Extrait du texte:
Loi « Airbnb » : qu’en pensent les maires des stations de ski ?

Après un parcours parlementaire de deux ans, la proposition de loi dite « Airbnb », visant à renforcer les outils de régulation des meublés de tourisme à l‘échelle locale, a été définitivement adoptée par le Parlement et publiée au Journal officiel le 20 novembre dernier.

Pensé comme une “boîte à outils” visant à réguler les meublés de tourisme, ce texte permet à toute commune, sans restriction de nombre d’habitants, de bénéficier d’un cadre législatif élargi. Que ce soit en plaine ou en station, les divergences d’opinions sur ce texte traduisent la diversité des enjeux isérois.

En montagne, les plateformes d’hébergements touristiques type Airbnb, Booking et Abritel, ont séduit de nombreux propriétaires. À l’Alpe d’Huez, ces intermédiaires sont devenus « des incontournables », selon Cécile Arsenne, chargée des meublés touristiques à la mairie, qui ajoute que « le reversement de la taxe de séjour de toutes les plateformes s’élève, en 2024, à 530 000 euros contre 445 960 en 2023 ». Un chiffre qui représente plus de 2 000 locations par semaine pour la station. Une forte implantation due à la flexibilité de ces acteurs économiques.

Si les maires des stations sont d’accord sur le constat d’efficacité des plateformes de location, des disparités émergent quant à la volonté d’encadrement prévue par cette nouvelle loi. Des divergences qui s’expliquent par la structure économique des domaines skiables. Plus la station est dépendante des flux touristiques de courts séjours, plus elle sera réticente à contenir l’activité des plateformes locatives.

L'Alpe d'Huez. Photo Le DL/Stéphane Pillaud
L'Alpe d'Huez. Photo Le DL/Stéphane Pillaud

« Ces locations sont au cœur de notre économie »

À Chamrousse, « 90 % des logements sont des résidences secondaires louées par intermittence », stipule la maire Brigitte de Bernis. Une situation spécifique qui enjoint l’élue à rester prudente vis-à-vis de la nouvelle législation. Elle redoute notamment les conséquences de la diminution de l’abattement fiscal dont bénéficient les propriétaires : « Le risque, c’est que la location devienne moins intéressante et que les propriétaires arrêtent de louer, ou louent de manière occulte », craint-elle avant d’ajouter : « Ces locations sont au cœur de notre économie, on ne peut pas faire sans elles ». À Chamrousse, la taxe de séjour reversée par les plateformes de location représente 20 % du total de la taxe de séjour perçue. Une réalité économique qui varie en fonction de la station.

Consigne A: Modifiez le passage de l'extrait sur la loi Airbnb qui commence par « Après un parcours » et se poursuit jusqu'à « 20 novembre dernier. » en remplaçant « deux ans » par « trois ans ».
Consigne B: D'après l'extrait sur la loi Airbnb, pourquoi les maires des stations de ski ne partagent-ils pas la même position sur l'encadrement prévu par la nouvelle loi ?

Données affichées:

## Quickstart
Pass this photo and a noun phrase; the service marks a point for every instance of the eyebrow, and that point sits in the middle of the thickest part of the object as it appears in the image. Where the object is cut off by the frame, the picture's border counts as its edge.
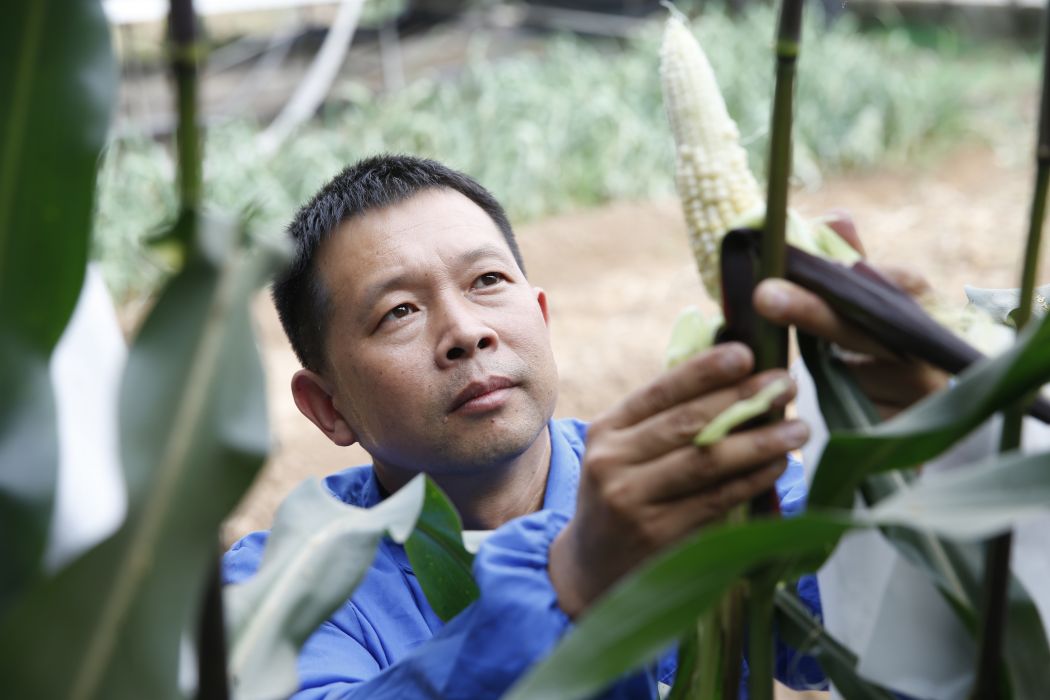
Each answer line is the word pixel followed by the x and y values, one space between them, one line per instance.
pixel 376 291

Réponse A:
Après un parcours parlementaire de trois ans, la proposition de loi dite « Airbnb », visant à renforcer les outils de régulation des meublés de tourisme à l‘échelle locale, a été définitivement adoptée par le Parlement et publiée au Journal officiel le 20 novembre dernier.

Réponse B: Ces divergences s'expliquent par la structure économique des domaines skiables. Plus une station dépend des flux touristiques de courts séjours, plus elle est réticente à contenir l'activité des plateformes de location.